- **Input**
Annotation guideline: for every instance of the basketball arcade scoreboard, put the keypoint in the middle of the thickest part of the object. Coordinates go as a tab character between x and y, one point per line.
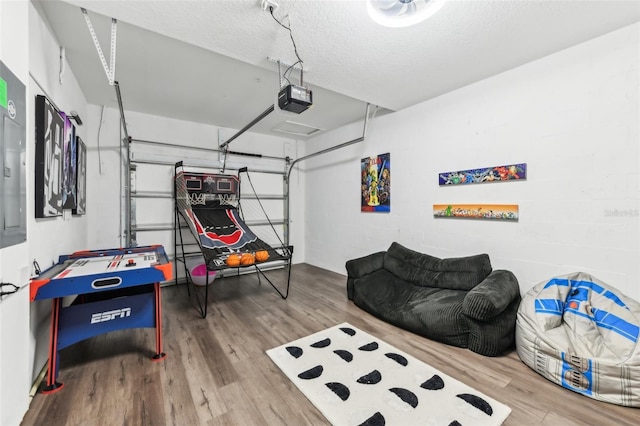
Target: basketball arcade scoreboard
117	289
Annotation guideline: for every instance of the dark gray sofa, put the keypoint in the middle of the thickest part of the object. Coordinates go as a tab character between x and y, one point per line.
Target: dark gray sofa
458	301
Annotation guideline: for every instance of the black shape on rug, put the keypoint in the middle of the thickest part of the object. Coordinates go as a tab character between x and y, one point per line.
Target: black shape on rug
346	355
339	389
397	358
406	396
477	402
369	347
349	331
294	351
370	378
321	344
376	420
434	383
312	373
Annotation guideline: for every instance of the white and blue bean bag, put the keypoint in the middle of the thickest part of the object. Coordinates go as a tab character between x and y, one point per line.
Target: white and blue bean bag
582	334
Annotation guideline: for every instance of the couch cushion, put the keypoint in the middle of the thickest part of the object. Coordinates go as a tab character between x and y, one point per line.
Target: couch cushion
430	312
461	273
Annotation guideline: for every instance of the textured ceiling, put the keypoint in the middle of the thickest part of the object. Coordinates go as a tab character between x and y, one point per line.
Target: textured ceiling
206	61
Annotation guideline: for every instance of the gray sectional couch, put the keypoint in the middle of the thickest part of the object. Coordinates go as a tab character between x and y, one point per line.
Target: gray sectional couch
457	301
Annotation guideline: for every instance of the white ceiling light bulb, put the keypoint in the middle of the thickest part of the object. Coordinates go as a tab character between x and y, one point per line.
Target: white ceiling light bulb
402	13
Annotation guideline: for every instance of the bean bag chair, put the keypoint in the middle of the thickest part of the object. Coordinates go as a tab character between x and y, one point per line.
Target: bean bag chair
582	334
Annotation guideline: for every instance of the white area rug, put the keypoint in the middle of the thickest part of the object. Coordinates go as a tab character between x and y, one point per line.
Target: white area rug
354	378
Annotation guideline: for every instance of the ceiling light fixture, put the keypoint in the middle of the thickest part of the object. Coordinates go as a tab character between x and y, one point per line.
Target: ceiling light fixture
402	13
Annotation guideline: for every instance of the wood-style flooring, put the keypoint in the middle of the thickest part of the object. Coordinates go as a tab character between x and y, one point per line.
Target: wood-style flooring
217	373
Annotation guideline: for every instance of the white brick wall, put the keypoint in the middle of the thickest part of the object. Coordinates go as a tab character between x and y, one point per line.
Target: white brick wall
572	117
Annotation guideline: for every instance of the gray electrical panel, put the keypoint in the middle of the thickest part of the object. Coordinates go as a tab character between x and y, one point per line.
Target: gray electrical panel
13	186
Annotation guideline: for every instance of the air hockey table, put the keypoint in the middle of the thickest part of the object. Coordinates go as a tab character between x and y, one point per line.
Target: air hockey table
116	289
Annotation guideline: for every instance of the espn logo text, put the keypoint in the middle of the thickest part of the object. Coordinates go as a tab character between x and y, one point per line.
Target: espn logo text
110	315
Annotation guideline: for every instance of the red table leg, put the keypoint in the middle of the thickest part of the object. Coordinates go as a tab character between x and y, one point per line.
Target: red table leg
158	309
52	364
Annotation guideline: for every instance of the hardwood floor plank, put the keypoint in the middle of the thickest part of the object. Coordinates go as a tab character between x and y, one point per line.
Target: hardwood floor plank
217	373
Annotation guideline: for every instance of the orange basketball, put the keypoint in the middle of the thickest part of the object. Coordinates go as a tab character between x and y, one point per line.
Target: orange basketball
262	255
247	259
233	260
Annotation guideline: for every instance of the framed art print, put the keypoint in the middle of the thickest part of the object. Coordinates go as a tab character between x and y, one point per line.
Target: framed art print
48	162
375	183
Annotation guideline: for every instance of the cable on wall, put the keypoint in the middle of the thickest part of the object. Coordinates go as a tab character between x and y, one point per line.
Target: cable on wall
295	50
13	289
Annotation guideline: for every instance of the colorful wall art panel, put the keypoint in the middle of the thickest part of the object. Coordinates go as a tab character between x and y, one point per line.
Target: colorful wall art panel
69	152
48	161
477	211
81	177
375	184
485	174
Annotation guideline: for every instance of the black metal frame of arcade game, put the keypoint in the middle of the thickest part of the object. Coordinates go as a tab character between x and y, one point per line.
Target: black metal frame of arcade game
209	203
117	289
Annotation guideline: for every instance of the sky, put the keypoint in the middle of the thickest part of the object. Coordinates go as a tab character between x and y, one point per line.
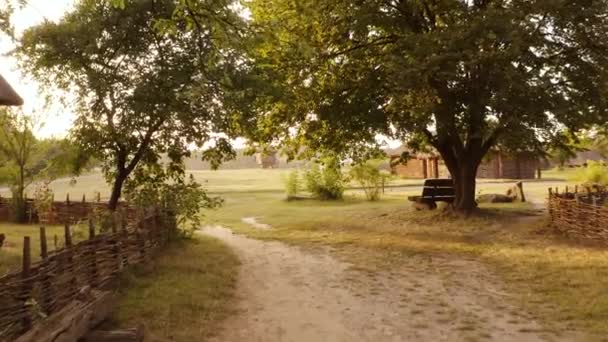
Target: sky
57	119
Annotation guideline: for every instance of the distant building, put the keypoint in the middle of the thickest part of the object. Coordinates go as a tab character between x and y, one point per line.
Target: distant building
8	96
510	166
421	165
583	157
267	160
495	165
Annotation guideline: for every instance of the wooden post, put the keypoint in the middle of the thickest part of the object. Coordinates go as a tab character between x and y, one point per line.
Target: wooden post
69	260
93	281
44	251
27	284
47	286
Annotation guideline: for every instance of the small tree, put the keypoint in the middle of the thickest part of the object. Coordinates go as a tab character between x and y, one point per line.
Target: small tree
148	84
292	184
25	159
169	188
369	176
17	143
325	179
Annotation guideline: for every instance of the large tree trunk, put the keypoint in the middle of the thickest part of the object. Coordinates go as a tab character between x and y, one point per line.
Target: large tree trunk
464	186
19	203
463	169
119	181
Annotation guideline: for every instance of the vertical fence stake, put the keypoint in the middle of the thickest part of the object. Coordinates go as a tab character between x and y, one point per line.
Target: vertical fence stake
69	255
27	284
93	255
47	286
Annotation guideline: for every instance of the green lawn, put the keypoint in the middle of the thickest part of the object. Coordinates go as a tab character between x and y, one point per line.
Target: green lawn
12	251
183	294
561	282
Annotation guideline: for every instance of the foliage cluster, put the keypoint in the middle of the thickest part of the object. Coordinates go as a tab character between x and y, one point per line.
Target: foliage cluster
182	196
369	176
324	180
25	159
293	184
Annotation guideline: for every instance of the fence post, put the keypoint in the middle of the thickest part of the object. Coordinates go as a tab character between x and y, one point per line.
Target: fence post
27	284
116	242
93	280
69	256
47	286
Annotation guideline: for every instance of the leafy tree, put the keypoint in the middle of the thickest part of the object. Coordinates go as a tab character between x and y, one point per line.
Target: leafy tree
25	159
148	83
170	188
324	179
370	178
460	75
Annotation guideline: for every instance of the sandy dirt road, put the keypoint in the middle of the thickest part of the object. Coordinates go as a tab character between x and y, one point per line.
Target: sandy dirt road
290	294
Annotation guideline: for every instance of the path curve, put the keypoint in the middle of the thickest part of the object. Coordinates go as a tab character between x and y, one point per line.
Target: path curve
289	294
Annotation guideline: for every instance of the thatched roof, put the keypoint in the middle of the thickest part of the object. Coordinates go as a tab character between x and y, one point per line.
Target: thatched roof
8	96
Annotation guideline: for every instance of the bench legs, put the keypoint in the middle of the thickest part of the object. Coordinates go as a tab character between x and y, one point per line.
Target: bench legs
425	204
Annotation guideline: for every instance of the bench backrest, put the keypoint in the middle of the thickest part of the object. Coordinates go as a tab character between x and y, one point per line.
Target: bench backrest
438	188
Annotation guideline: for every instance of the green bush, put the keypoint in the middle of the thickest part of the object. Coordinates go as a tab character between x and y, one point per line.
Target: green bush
370	178
325	181
594	173
292	184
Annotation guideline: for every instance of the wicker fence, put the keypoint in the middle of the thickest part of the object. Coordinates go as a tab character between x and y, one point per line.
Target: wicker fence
61	212
580	214
44	287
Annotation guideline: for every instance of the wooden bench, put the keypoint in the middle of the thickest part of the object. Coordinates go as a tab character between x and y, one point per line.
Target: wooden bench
433	191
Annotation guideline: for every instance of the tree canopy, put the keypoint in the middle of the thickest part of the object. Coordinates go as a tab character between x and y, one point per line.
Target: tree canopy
149	77
461	75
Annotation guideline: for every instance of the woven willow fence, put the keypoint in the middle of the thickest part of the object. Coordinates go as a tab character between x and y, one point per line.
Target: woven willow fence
60	212
580	214
43	288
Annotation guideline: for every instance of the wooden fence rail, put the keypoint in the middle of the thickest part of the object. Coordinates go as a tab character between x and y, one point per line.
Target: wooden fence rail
579	214
42	288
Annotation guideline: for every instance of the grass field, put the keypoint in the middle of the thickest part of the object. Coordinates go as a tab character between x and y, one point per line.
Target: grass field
561	282
12	251
183	294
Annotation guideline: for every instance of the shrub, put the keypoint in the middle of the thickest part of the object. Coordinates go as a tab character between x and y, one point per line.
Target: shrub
292	184
325	180
43	201
595	173
370	178
185	199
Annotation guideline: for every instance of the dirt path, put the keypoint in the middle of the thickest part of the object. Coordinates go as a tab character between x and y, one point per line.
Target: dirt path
288	294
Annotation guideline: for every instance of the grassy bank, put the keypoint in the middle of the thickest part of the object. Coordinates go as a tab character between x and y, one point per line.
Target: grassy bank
183	294
12	251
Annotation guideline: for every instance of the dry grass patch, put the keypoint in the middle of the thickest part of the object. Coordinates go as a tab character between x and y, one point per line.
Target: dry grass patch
12	251
182	295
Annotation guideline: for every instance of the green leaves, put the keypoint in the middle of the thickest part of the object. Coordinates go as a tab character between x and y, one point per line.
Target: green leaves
150	77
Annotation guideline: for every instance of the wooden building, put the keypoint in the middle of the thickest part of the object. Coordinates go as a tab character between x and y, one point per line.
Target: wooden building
8	96
267	160
509	166
422	165
495	165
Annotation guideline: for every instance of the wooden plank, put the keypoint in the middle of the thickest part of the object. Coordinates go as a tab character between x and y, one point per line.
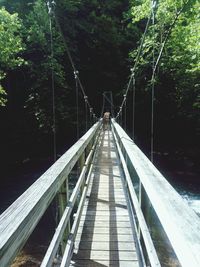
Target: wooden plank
106	207
106	230
107	224
105	237
122	246
113	218
20	219
102	213
111	255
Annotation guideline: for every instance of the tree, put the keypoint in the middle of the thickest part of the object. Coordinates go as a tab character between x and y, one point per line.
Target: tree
11	46
177	76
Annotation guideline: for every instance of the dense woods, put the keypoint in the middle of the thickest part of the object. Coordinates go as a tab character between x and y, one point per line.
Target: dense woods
103	38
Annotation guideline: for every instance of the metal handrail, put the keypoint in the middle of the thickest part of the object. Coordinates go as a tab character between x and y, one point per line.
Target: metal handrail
179	222
21	218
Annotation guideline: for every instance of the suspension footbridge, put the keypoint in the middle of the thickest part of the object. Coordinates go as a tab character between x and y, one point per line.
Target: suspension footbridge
121	212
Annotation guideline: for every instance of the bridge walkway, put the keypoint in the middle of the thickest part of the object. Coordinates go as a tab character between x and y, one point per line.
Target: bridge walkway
105	236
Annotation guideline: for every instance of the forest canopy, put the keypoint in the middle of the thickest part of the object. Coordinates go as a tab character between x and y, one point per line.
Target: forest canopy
103	38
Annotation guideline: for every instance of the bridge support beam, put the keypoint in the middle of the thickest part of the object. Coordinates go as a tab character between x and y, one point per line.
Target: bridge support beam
63	198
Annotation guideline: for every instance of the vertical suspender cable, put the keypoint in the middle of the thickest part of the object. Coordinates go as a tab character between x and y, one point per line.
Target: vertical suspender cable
77	105
120	112
86	115
125	113
50	6
133	81
153	84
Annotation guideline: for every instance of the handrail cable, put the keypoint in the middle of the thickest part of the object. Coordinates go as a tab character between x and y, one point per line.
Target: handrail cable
136	63
133	126
156	63
73	64
77	106
51	6
153	82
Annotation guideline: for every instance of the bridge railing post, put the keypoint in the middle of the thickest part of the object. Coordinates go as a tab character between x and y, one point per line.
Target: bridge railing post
63	198
168	227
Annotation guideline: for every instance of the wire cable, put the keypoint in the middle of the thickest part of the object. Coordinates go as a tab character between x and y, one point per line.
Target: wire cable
50	6
134	91
136	61
153	84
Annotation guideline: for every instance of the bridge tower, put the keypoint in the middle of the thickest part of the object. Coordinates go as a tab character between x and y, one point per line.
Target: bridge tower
108	102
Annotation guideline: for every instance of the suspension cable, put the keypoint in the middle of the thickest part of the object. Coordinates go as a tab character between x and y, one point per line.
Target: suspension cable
51	6
136	62
134	89
125	106
86	115
153	83
77	105
73	64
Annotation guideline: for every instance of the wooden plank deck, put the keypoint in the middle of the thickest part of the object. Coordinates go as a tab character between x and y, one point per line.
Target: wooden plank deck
105	236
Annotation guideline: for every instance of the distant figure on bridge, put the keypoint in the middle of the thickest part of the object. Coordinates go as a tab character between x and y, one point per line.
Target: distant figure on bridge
106	121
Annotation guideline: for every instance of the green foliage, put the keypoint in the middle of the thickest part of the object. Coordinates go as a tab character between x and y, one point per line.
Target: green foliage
10	46
181	56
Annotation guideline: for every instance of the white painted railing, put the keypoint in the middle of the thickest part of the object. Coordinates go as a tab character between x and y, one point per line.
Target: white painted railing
20	219
150	190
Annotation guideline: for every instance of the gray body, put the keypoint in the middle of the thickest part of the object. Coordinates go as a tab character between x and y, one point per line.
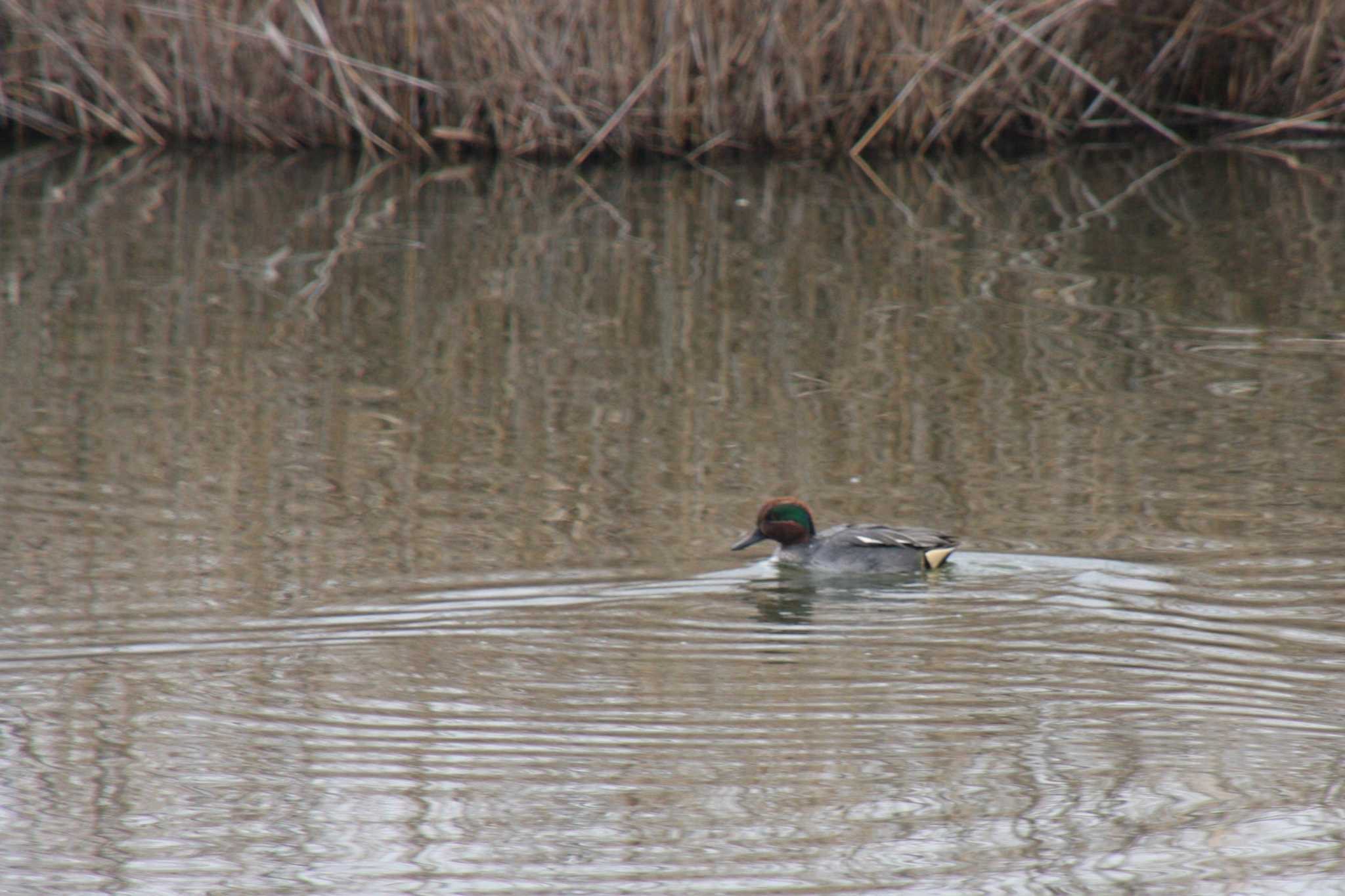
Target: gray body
870	547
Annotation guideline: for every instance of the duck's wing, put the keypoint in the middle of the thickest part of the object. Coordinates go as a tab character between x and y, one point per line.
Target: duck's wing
937	545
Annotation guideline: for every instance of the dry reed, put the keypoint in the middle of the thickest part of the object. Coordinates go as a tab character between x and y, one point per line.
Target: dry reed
568	79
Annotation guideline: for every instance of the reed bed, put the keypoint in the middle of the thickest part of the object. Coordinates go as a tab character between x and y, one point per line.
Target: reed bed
677	77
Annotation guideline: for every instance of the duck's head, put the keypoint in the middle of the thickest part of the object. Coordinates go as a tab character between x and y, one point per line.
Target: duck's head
785	521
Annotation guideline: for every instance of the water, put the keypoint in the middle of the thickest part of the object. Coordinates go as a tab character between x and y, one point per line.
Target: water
366	531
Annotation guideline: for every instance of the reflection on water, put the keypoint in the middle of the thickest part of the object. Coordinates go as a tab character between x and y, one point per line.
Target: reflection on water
366	531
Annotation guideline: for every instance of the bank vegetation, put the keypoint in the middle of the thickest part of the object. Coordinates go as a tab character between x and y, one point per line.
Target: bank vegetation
671	77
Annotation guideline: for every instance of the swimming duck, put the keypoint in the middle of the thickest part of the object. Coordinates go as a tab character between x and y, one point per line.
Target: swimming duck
850	547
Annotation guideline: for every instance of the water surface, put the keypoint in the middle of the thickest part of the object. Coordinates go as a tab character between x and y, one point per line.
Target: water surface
365	528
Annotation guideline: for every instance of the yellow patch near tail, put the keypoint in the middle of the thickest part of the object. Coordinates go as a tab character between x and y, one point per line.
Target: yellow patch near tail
935	558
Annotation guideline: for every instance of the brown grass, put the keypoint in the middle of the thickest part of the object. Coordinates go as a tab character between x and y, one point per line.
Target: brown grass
568	79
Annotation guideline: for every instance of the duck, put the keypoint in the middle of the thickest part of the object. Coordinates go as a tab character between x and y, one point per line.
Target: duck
850	547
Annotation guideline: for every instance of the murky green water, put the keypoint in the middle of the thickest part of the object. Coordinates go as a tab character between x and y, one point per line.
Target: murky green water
366	531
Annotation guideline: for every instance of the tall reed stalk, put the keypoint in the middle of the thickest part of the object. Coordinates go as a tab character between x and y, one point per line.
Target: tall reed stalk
681	77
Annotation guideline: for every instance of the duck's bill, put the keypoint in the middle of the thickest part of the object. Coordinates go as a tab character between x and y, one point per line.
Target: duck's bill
748	540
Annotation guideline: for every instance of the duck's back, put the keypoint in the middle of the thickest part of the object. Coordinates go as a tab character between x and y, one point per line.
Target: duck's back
872	547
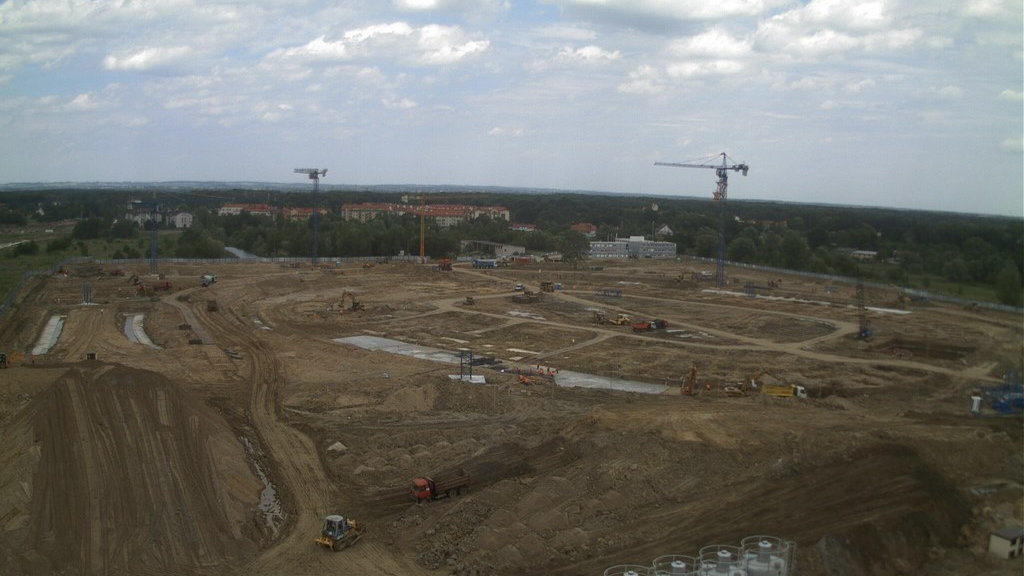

- **Request**
Recast the lines from the one that contains "Annotation guideline: for every instance of the duck's back, put" through the end of the lines as a two-column CSV headed "text" and "answer", with one row for each answer. Put the text and its answer each in a single quoted field, turn line breaks into spaces, and leave the pictures out.

- **Full output**
text,answer
"Annotation guideline: for every instance of the duck's back, put the keypoint in the middle of the thickest part of the object. Coordinates go as a tab character between x and y, one point per line. Target: duck's back","872	547"